■ **Work to be completed**
The whole set of entries is to be restated word for word.

■ **Material to process**
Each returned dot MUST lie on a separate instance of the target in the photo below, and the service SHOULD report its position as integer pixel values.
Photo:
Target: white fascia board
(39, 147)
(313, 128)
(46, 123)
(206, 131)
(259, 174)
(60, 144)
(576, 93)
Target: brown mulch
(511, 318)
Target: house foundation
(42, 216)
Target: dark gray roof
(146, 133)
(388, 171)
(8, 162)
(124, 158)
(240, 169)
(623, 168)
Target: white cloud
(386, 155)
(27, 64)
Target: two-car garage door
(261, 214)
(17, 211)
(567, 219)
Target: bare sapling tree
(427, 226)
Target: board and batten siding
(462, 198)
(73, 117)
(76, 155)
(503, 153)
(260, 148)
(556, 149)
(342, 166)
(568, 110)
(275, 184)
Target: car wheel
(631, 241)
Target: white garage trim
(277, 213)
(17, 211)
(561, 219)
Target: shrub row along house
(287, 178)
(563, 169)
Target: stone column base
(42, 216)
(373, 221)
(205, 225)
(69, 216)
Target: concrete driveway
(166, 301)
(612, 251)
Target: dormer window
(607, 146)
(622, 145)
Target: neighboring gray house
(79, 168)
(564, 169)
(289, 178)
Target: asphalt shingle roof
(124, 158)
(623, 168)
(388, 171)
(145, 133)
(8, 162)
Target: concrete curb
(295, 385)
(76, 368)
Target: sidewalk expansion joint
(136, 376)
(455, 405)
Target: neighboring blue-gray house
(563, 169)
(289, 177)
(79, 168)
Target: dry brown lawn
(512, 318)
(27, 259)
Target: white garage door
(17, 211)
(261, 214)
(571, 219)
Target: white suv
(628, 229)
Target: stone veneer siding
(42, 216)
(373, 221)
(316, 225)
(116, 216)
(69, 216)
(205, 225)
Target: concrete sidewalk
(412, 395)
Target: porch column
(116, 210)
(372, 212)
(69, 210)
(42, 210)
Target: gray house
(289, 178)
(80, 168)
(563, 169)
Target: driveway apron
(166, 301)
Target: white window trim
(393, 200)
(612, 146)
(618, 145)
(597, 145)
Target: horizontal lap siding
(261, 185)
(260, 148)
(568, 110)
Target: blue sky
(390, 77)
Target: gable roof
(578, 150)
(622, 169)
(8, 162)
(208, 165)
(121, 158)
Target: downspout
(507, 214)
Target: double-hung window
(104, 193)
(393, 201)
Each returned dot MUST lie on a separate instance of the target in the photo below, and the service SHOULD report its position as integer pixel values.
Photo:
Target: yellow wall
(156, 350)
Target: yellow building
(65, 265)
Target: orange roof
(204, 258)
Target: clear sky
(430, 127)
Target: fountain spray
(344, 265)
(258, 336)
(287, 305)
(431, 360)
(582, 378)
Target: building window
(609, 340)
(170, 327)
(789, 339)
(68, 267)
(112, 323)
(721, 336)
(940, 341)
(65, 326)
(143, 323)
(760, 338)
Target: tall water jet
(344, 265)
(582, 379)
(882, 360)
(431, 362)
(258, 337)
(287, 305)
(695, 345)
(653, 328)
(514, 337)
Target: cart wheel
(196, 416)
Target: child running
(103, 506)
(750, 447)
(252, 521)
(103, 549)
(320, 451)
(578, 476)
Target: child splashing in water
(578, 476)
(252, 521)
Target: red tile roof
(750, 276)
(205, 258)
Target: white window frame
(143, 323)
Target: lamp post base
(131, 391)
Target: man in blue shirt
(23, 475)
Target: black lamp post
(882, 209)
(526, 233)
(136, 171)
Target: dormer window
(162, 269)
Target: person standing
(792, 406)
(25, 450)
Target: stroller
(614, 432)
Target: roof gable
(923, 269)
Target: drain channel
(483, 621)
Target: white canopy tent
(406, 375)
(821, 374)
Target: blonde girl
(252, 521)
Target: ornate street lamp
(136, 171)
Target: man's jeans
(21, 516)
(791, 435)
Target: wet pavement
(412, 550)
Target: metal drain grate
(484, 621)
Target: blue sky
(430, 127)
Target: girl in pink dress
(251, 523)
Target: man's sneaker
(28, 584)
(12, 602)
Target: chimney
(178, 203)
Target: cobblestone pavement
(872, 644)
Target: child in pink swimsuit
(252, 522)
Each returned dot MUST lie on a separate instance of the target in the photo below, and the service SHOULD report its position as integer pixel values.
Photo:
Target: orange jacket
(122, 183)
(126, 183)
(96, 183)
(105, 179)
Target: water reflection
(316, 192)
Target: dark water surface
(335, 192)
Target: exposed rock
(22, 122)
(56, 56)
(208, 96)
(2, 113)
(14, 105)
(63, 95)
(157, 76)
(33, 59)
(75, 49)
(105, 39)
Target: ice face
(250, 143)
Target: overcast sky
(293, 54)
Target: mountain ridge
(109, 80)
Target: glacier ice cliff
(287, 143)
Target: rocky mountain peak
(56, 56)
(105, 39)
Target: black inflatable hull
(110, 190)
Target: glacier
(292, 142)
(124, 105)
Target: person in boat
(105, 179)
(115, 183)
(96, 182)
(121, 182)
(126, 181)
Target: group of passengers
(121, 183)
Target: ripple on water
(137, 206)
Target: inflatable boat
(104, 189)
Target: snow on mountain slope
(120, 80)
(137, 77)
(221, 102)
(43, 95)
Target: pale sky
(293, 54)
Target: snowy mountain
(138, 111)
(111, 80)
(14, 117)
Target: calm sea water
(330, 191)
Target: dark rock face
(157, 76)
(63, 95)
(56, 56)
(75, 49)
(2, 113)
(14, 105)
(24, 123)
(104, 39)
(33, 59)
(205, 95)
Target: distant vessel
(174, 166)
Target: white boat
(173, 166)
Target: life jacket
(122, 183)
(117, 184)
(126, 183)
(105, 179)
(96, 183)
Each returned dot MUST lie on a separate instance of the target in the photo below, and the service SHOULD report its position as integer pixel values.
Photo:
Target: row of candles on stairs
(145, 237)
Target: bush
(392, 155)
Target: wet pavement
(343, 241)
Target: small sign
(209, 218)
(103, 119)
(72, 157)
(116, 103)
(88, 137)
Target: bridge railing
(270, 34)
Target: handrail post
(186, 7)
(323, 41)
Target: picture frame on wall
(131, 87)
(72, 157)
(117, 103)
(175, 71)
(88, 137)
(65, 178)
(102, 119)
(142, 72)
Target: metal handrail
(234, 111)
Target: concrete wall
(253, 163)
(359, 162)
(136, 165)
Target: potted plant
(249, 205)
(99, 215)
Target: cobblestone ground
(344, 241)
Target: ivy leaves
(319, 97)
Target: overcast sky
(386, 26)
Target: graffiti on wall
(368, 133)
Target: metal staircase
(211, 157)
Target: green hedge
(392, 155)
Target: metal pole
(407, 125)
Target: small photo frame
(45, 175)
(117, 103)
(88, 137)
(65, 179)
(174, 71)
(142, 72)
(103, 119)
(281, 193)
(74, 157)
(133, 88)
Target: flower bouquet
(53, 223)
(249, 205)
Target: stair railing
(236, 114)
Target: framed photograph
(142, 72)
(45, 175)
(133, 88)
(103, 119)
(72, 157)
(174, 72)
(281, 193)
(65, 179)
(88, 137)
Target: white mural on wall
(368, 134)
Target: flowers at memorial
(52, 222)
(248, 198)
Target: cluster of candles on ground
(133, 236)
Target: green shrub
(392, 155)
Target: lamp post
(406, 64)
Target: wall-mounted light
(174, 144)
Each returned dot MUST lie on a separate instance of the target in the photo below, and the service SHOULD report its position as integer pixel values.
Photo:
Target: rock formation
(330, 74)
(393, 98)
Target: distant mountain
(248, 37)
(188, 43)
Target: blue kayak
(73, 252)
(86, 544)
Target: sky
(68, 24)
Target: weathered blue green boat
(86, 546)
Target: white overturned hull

■ **Answer space**
Each returned dot MUST lie on a separate instance of the target in the photo below, and the service SHOULD report its position as integer pixel values.
Photo:
Target: white fascia board
(39, 147)
(313, 128)
(46, 123)
(206, 131)
(259, 174)
(60, 144)
(576, 93)
Target: brown mulch
(511, 318)
Target: house foundation
(42, 216)
Target: dark gray roof
(146, 133)
(388, 171)
(8, 162)
(124, 158)
(240, 169)
(623, 168)
Target: white cloud
(386, 155)
(27, 64)
Target: two-car garage door
(261, 214)
(17, 211)
(567, 219)
Target: bare sapling tree
(427, 226)
Target: board and batten siding
(462, 198)
(73, 117)
(76, 155)
(503, 153)
(260, 148)
(556, 149)
(342, 166)
(568, 110)
(275, 184)
Target: car wheel
(631, 241)
Target: white garage trim
(277, 213)
(17, 211)
(561, 219)
Target: shrub row along house
(287, 178)
(563, 169)
Target: stone column base
(42, 216)
(373, 221)
(205, 225)
(69, 216)
Target: concrete driveway
(166, 301)
(612, 251)
Target: dormer window
(607, 146)
(622, 145)
Target: neighboring gray house
(79, 168)
(564, 169)
(289, 178)
Target: asphalt shingle roof
(124, 158)
(623, 168)
(388, 171)
(145, 133)
(8, 162)
Target: concrete curb
(295, 385)
(76, 368)
Target: sidewalk expansion joint
(136, 376)
(455, 405)
Target: neighboring blue-gray house
(563, 169)
(289, 177)
(79, 168)
Target: dry brown lawn
(512, 318)
(27, 259)
Target: white garage door
(17, 211)
(261, 214)
(571, 219)
Target: white suv
(628, 229)
Target: stone veneer siding
(42, 216)
(373, 221)
(316, 225)
(116, 216)
(69, 216)
(205, 225)
Target: concrete sidewalk
(412, 395)
Target: porch column
(116, 210)
(372, 212)
(69, 210)
(42, 210)
Target: gray house
(289, 178)
(80, 168)
(563, 169)
Target: driveway apron
(166, 301)
Target: white window trim
(393, 200)
(612, 146)
(618, 145)
(597, 145)
Target: horizontal lap siding
(261, 185)
(260, 148)
(568, 110)
Target: blue sky
(390, 77)
Target: gable roof
(578, 150)
(622, 169)
(8, 162)
(208, 165)
(121, 158)
Target: downspout
(507, 214)
Target: double-hung window
(104, 193)
(393, 201)
Each returned dot MUST lie on a separate instance of the target in the photo below, and the service SHOULD report its position as integer pixel values.
Photo:
Target: yellow wall
(156, 350)
Target: yellow building
(65, 265)
Target: orange roof
(204, 258)
Target: clear sky
(430, 127)
Target: fountain spray
(344, 265)
(258, 336)
(287, 305)
(431, 360)
(582, 378)
Target: building window
(609, 340)
(170, 327)
(789, 339)
(68, 267)
(112, 323)
(721, 336)
(940, 341)
(65, 326)
(143, 323)
(760, 338)
Target: tall water jet
(344, 265)
(582, 379)
(882, 360)
(431, 362)
(258, 337)
(287, 305)
(695, 345)
(653, 328)
(514, 337)
Target: cart wheel
(196, 416)
Target: child running
(103, 506)
(750, 447)
(252, 521)
(103, 549)
(320, 451)
(578, 476)
Target: child splashing in water
(578, 476)
(252, 521)
Target: red tile roof
(750, 276)
(205, 258)
Target: white window frame
(143, 323)
Target: lamp post base
(131, 391)
Target: man in blue shirt
(23, 475)
Target: black lamp post
(882, 209)
(526, 233)
(136, 171)
Target: dormer window
(162, 269)
Target: person standing
(792, 406)
(25, 450)
Target: stroller
(614, 432)
Target: roof gable
(923, 269)
Target: drain channel
(483, 621)
Target: white canopy tent
(406, 375)
(821, 374)
Target: blonde girl
(252, 521)
Target: ornate street lamp
(136, 171)
Target: man's jeans
(21, 516)
(791, 435)
Target: wet pavement
(412, 550)
Target: metal drain grate
(484, 621)
Target: blue sky
(430, 127)
Target: girl in pink dress
(251, 523)
Target: man's sneaker
(28, 584)
(12, 602)
Target: chimney
(178, 203)
Target: cobblestone pavement
(872, 644)
Target: child in pink swimsuit
(252, 522)
Each returned dot MUST lie on a separate instance of the target in the photo below, and the service SHOULD report its position as integer pixel values.
Photo:
Target: orange jacket
(122, 183)
(126, 183)
(96, 183)
(105, 179)
Target: water reflection
(316, 192)
Target: dark water surface
(335, 192)
Target: exposed rock
(22, 122)
(56, 56)
(208, 96)
(2, 113)
(14, 105)
(63, 95)
(157, 76)
(33, 59)
(75, 49)
(105, 39)
Target: ice face
(250, 143)
Target: overcast sky
(293, 54)
Target: mountain ridge
(109, 80)
Target: glacier ice cliff
(287, 143)
Target: rocky mountain peak
(56, 56)
(105, 39)
Target: black inflatable hull
(110, 190)
Target: glacier
(292, 142)
(124, 105)
Target: person in boat
(105, 179)
(115, 183)
(96, 182)
(121, 182)
(126, 181)
Target: group of passengers
(121, 183)
Target: ripple on water
(137, 206)
Target: inflatable boat
(104, 189)
Target: snow on mountain slope
(120, 80)
(137, 77)
(221, 102)
(43, 95)
Target: pale sky
(293, 54)
Target: snowy mountain
(138, 111)
(111, 80)
(14, 117)
Target: calm sea water
(330, 191)
Target: dark rock face
(157, 76)
(63, 95)
(56, 56)
(75, 49)
(2, 113)
(14, 105)
(24, 123)
(104, 39)
(33, 59)
(205, 95)
Target: distant vessel
(174, 166)
Target: white boat
(173, 166)
Target: life jacket
(122, 183)
(117, 184)
(126, 183)
(105, 179)
(96, 183)
Each returned dot MUST lie on a separate instance of the target in the photo below, and the service SHOULD report its position as integer pixel values.
Photo:
Target: row of candles on stairs
(145, 237)
Target: bush
(392, 155)
Target: wet pavement
(343, 241)
Target: small sign
(209, 218)
(103, 119)
(72, 157)
(116, 103)
(88, 137)
Target: bridge railing
(270, 34)
Target: handrail post
(186, 7)
(323, 41)
Target: picture frame on wall
(131, 87)
(72, 157)
(117, 103)
(175, 71)
(88, 137)
(65, 178)
(102, 119)
(142, 72)
Target: metal handrail
(234, 111)
Target: concrete wall
(253, 163)
(359, 162)
(136, 165)
Target: potted plant
(249, 205)
(99, 215)
Target: cobblestone ground
(344, 241)
Target: ivy leaves
(319, 97)
Target: overcast sky
(386, 26)
Target: graffiti on wall
(368, 133)
Target: metal staircase
(211, 157)
Target: green hedge
(392, 155)
Target: metal pole
(407, 125)
Target: small photo frame
(45, 175)
(117, 103)
(88, 137)
(65, 179)
(174, 71)
(142, 72)
(103, 119)
(281, 193)
(74, 157)
(133, 88)
Target: flower bouquet
(53, 223)
(249, 205)
Target: stair railing
(236, 114)
Target: framed photograph
(142, 72)
(45, 175)
(133, 88)
(103, 119)
(72, 157)
(174, 72)
(281, 193)
(65, 179)
(88, 137)
Target: white mural on wall
(368, 134)
Target: flowers at memorial
(52, 222)
(248, 198)
Target: cluster of candles on ground
(133, 236)
Target: green shrub
(392, 155)
Target: lamp post
(406, 64)
Target: wall-mounted light
(174, 144)
Each returned dot MUST lie on a separate instance of the target in the photo below, and the service SHOULD report its position as integer pixel values.
Photo:
Target: rock formation
(330, 74)
(393, 98)
Target: distant mountain
(248, 37)
(188, 43)
Target: blue kayak
(73, 252)
(86, 544)
Target: sky
(68, 24)
Target: weathered blue green boat
(86, 546)
Target: white overturned hull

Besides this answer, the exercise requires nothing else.